THE EXERCISE ▸
Pull out every line of the entries below that contains the string "tree", treating uppercase and lowercase as different.

AVAILABLE DATA ▸

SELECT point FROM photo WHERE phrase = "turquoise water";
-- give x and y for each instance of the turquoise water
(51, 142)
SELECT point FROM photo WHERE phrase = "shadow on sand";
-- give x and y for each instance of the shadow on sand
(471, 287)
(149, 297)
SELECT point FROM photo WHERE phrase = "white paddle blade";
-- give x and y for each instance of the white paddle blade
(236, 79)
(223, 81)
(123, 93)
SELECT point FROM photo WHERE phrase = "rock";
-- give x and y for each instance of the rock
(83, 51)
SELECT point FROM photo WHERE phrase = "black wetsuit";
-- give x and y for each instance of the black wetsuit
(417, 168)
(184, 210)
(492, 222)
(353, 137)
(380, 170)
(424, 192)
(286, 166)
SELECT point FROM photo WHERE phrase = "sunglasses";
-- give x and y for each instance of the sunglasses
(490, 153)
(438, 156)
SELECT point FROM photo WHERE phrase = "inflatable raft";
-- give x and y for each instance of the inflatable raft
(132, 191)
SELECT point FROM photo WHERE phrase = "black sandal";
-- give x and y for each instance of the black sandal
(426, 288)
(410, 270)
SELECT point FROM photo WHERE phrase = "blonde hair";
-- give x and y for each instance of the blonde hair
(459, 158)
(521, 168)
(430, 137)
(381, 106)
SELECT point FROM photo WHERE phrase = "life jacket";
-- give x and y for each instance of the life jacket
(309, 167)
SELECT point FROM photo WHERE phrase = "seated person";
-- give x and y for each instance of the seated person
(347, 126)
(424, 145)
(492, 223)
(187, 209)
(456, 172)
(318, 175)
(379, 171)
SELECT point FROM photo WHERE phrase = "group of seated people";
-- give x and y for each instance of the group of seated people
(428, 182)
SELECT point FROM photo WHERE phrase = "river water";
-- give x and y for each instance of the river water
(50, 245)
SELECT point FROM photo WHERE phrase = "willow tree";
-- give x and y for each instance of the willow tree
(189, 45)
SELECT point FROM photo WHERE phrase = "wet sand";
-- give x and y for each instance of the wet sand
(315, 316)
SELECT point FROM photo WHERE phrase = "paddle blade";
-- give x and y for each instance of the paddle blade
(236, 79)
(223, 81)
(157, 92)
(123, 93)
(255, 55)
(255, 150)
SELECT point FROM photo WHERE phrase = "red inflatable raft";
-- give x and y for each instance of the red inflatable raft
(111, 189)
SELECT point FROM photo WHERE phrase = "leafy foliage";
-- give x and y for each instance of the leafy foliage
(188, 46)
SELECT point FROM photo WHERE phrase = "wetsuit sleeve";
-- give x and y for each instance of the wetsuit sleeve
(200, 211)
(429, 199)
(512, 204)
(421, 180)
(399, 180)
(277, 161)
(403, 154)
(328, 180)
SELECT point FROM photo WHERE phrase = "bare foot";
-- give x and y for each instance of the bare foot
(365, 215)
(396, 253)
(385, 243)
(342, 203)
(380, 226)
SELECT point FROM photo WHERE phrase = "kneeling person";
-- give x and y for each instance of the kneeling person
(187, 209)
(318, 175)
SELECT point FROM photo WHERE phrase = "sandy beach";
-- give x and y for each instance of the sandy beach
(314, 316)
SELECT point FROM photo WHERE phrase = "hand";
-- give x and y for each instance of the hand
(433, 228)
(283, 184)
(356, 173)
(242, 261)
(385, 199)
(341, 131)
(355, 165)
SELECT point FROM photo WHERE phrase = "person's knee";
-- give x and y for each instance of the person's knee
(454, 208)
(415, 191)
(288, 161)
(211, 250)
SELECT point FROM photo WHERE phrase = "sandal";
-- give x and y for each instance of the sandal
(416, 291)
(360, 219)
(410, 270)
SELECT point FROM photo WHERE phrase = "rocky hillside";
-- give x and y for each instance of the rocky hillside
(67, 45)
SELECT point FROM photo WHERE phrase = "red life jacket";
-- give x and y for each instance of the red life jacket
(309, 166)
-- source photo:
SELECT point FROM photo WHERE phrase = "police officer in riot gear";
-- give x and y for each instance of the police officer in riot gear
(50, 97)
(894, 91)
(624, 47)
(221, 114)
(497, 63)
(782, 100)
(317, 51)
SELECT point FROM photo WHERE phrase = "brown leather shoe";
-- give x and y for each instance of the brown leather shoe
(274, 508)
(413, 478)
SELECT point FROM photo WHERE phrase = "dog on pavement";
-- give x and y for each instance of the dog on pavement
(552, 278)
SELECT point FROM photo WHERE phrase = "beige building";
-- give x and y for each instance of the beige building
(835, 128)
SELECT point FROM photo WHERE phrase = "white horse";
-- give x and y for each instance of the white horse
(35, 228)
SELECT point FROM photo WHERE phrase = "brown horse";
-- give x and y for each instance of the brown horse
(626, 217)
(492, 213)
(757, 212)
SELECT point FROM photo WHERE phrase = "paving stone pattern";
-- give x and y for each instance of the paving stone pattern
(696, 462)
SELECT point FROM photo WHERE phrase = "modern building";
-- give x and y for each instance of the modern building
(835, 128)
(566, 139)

RESULT ▸
SELECT point FROM photo WHERE phrase = "willow tree";
-- give x and y for each instance of the willow tree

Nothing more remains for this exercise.